_TESTO DA LEGGERE_.
═══

Anche la residenza di Putin ha limiti. È uno dei luoghi più protetti della Russia: almeno 12 sistemi Pantsir-S1, ognuno in grado di colpire fino a quattro bersagli simultanei. Oltre quella soglia, la difesa si apre. Il bersaglio è plausibile: è il palazzo preferito del presidente, dove la compagna Alina Kabaeva, ex ginnasta, cresce i due figli della coppia — secondo quanto rivelato da diverse inchieste giornalistiche.
Anomalie sospette
Ma ci sono parecchie incongruenze. E nessuna prova. Nessun video localizzato, nessuna immagine di incendi, nessuna vera testimonianza, a parte le parole anonime raccolte da Leviev. “Per un’operazione simile ci si aspetterebbe che il web ne fosse pieno”, osserva Kuznets.
Le parole ufficiali convincono poco. “Le dichiarazioni su presunti piani di colpire Putin appaiono dubbie, ed è molto strano che a farle sia stato il ministro degli Esteri”. L’ineffabile portavoce Dmitry Peskov, poi, ci ha messo del suo: “Non vi daremo prove. Fidatevi della parola del Cremlino”. Un’incursione sulla regione c’è stata. “Non è un evento raro: nella seconda settimana di dicembre fu colpito un impianto chimico, a Novgorod”, ricorda Kuznets. Nulla indica, al momento, che l’obiettivo fosse davvero il palazzo di Putin.
Trump sembra averlo creduto. Putin ha subito detto che “rivaluterà” le posizioni USA nel negoziato. E promette vendetta. Ci possiamo aspettare attacchi a palazzi governativi a Kiev. Così, la pace rimane lontana. Come vuole Mosca, forse. Ma anche Kiev, paradossalmente, potrebbe aver interesse ad allungare i tempi, solo un po’. La realtà sono i morti, i mutilati e le distruzioni. La verità, se esiste, resta nascosta sotto i detriti della guerra.
La fortuna di Putin si chiama Trump
Intanto, la nuova National Security Strategy di Washington cementa la spaccatura atlantica, identificando il nemico nell’UE e minimizzando — a torto o a ragione — la minaccia russa. Putin e Trump sono allineati nella retorica allarmista sul declino dell’Europa, in nome dei “valori tradizionali” e sovranismo. Contro la dimensione multilaterale in politica estera. “Questa bizzarra convergenza di valori russo-americana è forse lo shock più grande del 2025”, nota lo storico Sergey Radchenko.
Per Putin, però, l’ideologia è solo un mezzo: l’obiettivo è indebolire la NATO e allontanare gli Stati Uniti dall’Europa. Ora che Washington chiede agli europei di farsi carico della propria difesa, Mosca appare più vicina a quel traguardo che in qualsiasi momento dall’inizio della Guerra Fredda. Da quando Trump è tornato alla Casa Bianca, il tempo sembra giocare per Putin. Che non ha dovuto fare nient’altro che veder le cose maturare a suo favore.

═══

_ESTRATTI DELLE VOCI_.
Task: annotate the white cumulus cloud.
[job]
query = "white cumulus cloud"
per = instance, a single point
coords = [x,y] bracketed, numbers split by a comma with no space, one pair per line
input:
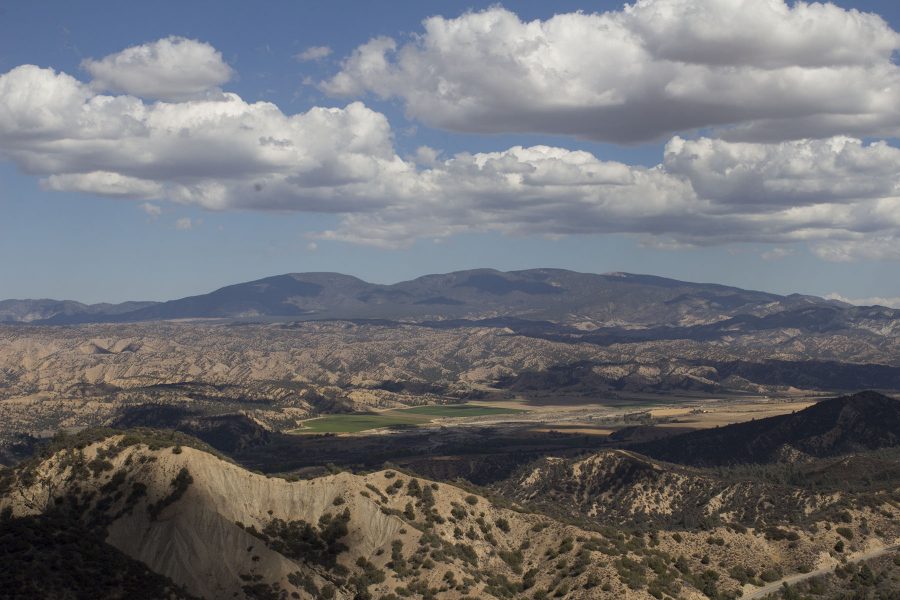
[838,196]
[757,69]
[313,53]
[172,68]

═══

_COMPITI DELL'ESERCIZIO_.
a – Secondo il testo, quanti sistemi Pantsir-S1 proteggono la residenza di Putin?
b – Spiega perché, secondo il testo, anche la difesa della residenza di Putin ha dei limiti.
c – Trascrivi dal testo il passaggio compreso tra "Anche la residenza" e "diverse inchieste giornalistiche.", estremi inclusi.

_RISPOSTE CORRETTE_.
a – Almeno 12.

b – La residenza è protetta da almeno 12 sistemi Pantsir-S1, e ognuno può colpire al massimo quattro bersagli simultanei. Oltre quella soglia, la difesa si apre.

c –
Anche la residenza di Putin ha limiti. È uno dei luoghi più protetti della Russia: almeno 12 sistemi Pantsir-S1, ognuno in grado di colpire fino a quattro bersagli simultanei. Oltre quella soglia, la difesa si apre. Il bersaglio è plausibile: è il palazzo preferito del presidente, dove la compagna Alina Kabaeva, ex ginnasta, cresce i due figli della coppia — secondo quanto rivelato da diverse inchieste giornalistiche.